■ **Stated goal**
Count the lines in the items below that contain the string "jersey", treating uppercase and lowercase letters as distinct. Reply with the number alone.
■ ■ ■
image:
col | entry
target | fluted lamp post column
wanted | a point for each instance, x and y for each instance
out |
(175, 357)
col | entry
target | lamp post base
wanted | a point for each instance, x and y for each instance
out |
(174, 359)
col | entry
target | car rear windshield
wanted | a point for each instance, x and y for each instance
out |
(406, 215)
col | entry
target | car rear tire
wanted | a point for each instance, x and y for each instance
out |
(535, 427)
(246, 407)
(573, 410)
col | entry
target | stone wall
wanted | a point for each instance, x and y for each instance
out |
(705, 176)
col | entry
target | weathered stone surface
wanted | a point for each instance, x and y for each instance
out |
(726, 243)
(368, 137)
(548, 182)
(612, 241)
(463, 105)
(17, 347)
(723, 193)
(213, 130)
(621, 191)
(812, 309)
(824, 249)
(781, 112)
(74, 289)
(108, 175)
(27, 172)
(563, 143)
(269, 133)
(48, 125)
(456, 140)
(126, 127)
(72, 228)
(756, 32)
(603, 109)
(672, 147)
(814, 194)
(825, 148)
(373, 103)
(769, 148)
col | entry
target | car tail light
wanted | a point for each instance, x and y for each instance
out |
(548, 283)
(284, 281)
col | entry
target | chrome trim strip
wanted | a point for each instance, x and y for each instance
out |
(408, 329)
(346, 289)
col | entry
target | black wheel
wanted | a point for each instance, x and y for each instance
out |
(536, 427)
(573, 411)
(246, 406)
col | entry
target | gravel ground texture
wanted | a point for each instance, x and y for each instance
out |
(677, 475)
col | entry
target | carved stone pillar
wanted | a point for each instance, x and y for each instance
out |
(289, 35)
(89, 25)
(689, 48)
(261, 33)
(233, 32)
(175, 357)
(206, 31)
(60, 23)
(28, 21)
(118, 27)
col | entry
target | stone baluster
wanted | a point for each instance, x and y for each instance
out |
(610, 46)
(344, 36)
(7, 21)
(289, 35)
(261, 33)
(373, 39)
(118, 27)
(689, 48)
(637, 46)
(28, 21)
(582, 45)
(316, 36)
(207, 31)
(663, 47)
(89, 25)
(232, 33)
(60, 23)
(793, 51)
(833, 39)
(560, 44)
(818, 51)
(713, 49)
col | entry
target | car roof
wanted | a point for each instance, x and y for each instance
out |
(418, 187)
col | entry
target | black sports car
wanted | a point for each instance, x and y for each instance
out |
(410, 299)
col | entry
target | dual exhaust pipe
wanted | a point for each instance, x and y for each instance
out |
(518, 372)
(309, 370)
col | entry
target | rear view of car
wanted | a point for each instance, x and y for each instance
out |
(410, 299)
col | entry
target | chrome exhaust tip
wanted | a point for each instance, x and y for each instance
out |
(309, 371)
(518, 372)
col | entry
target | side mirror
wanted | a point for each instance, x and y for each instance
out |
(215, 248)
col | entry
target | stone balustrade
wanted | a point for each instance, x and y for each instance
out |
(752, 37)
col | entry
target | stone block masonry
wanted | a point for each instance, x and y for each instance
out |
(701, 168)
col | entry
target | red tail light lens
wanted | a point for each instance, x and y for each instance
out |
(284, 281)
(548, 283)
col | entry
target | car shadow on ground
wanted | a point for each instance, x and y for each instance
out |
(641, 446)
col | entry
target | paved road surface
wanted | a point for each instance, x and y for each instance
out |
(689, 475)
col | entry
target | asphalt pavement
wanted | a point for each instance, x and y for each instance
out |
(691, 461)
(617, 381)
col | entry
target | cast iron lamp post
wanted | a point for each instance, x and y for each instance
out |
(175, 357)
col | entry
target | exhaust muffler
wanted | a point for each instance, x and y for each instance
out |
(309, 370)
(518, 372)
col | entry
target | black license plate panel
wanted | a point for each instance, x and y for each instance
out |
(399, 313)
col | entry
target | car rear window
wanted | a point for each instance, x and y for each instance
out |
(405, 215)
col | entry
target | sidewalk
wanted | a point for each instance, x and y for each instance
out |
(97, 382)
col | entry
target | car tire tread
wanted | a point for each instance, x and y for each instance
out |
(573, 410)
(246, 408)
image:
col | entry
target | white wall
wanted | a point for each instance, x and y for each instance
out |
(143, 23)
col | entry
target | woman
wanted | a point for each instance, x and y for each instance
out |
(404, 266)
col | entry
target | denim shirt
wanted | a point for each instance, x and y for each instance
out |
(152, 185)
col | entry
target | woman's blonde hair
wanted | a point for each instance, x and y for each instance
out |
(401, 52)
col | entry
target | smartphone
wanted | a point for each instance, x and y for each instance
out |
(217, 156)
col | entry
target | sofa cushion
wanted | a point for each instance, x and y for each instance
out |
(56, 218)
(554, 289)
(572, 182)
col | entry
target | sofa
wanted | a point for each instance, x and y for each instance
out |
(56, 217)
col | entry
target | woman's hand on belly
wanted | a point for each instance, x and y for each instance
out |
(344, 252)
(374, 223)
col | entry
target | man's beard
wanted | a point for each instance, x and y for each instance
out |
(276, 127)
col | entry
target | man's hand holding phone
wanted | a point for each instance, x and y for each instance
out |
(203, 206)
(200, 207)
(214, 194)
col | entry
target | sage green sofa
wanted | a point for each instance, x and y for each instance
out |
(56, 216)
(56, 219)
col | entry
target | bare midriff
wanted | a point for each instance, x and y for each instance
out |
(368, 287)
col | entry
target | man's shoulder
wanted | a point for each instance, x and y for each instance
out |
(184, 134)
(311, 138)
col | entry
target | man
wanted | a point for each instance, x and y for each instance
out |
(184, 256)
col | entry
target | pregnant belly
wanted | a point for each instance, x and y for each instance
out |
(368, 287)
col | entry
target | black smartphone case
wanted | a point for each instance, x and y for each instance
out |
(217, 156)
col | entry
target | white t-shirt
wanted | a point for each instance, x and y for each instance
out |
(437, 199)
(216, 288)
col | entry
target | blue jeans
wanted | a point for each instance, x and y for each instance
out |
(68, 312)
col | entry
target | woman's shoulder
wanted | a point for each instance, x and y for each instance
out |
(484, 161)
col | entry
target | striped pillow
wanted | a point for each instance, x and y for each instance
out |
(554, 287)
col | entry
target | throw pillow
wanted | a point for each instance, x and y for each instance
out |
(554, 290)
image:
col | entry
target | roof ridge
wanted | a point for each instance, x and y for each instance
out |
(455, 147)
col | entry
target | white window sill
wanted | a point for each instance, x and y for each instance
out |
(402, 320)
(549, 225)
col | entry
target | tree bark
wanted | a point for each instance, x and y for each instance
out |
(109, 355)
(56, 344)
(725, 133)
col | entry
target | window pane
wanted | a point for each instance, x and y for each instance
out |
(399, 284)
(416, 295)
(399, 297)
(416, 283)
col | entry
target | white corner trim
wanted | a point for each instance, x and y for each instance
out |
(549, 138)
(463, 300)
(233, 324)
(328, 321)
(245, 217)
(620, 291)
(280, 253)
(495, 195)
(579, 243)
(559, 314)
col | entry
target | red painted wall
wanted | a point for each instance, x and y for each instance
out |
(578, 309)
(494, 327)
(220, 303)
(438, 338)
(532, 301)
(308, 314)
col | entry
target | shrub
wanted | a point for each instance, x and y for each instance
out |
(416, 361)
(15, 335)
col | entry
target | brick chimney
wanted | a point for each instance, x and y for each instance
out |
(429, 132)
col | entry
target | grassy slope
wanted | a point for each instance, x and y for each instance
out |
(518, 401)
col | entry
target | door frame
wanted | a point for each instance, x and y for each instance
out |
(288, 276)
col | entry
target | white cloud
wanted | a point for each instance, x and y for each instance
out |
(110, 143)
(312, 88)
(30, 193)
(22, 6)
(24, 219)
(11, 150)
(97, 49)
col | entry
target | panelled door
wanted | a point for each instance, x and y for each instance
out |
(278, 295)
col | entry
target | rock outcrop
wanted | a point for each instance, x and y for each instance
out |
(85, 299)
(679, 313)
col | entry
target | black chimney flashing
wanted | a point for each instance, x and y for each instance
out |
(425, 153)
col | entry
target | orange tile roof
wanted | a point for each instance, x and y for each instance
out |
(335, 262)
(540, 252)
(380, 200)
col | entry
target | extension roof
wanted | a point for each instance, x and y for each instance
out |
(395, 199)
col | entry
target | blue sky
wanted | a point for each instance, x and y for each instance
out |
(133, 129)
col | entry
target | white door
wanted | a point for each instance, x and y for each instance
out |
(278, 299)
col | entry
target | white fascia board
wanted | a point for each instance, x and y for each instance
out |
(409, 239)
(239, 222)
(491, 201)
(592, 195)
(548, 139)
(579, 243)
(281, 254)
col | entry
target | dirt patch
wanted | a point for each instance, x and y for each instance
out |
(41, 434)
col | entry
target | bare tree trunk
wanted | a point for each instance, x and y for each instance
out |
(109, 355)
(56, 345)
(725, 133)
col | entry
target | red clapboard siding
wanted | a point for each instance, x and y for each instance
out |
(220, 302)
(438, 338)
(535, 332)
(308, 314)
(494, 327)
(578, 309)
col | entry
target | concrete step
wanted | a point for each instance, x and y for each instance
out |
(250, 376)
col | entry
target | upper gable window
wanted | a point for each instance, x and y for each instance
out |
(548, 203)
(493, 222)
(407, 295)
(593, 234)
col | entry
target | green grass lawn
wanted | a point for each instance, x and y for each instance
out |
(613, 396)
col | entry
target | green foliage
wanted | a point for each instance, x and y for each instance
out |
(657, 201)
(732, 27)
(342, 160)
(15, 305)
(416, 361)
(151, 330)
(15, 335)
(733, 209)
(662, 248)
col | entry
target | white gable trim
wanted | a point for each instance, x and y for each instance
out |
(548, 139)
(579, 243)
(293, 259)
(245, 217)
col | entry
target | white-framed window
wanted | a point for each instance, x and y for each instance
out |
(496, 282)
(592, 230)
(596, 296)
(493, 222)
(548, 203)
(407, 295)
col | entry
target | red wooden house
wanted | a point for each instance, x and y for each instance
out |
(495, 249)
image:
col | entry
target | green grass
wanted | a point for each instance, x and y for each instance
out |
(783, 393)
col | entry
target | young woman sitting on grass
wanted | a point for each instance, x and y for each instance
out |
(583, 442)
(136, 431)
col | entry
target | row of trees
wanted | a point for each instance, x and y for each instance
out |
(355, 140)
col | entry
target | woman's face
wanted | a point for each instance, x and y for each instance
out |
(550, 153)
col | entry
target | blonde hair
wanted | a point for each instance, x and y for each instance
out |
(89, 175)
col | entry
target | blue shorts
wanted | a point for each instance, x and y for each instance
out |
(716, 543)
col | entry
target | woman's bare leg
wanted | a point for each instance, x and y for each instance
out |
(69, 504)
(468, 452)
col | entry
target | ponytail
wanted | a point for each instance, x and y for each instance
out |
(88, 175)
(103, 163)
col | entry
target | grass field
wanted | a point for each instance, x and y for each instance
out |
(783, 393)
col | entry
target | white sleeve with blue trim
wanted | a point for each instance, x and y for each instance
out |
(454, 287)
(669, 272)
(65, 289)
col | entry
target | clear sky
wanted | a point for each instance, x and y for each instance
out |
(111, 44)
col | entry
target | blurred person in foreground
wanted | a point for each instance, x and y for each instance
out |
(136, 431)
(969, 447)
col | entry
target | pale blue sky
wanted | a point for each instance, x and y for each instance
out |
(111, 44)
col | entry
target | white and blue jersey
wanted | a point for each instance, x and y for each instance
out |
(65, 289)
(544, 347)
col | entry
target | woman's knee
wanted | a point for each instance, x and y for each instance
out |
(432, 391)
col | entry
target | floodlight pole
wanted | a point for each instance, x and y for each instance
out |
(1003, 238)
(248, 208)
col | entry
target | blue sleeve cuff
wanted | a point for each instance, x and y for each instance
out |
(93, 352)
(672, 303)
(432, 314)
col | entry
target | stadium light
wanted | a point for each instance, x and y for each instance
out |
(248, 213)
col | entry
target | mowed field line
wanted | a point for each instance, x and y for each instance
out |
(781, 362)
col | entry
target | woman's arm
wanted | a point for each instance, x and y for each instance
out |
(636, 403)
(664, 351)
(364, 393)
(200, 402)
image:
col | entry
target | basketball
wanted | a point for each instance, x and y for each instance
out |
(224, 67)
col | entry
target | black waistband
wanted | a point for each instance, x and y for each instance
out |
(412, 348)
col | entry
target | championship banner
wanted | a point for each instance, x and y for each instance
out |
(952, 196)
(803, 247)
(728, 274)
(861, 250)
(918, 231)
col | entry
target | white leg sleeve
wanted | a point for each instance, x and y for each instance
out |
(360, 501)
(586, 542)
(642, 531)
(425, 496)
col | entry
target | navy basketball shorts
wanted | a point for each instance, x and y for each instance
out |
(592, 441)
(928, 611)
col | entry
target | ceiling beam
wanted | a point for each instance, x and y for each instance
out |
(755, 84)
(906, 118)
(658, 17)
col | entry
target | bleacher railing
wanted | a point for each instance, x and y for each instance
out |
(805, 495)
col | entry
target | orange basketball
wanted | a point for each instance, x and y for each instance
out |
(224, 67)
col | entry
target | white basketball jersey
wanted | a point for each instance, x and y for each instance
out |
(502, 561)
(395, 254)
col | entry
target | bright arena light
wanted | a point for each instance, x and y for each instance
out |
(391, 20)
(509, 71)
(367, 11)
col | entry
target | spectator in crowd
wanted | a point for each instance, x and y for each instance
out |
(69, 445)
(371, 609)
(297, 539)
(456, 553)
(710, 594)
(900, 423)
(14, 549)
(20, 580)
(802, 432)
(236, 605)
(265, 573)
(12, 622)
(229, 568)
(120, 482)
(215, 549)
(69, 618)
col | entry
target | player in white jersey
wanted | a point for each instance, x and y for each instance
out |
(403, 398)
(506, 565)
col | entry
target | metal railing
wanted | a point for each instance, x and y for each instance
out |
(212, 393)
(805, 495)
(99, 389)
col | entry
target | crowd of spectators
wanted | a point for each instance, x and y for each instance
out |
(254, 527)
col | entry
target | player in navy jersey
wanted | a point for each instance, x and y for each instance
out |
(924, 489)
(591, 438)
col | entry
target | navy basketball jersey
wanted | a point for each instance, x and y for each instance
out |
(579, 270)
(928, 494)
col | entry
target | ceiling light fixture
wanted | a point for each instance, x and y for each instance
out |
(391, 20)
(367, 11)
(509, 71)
■ ■ ■
■ **Response**
5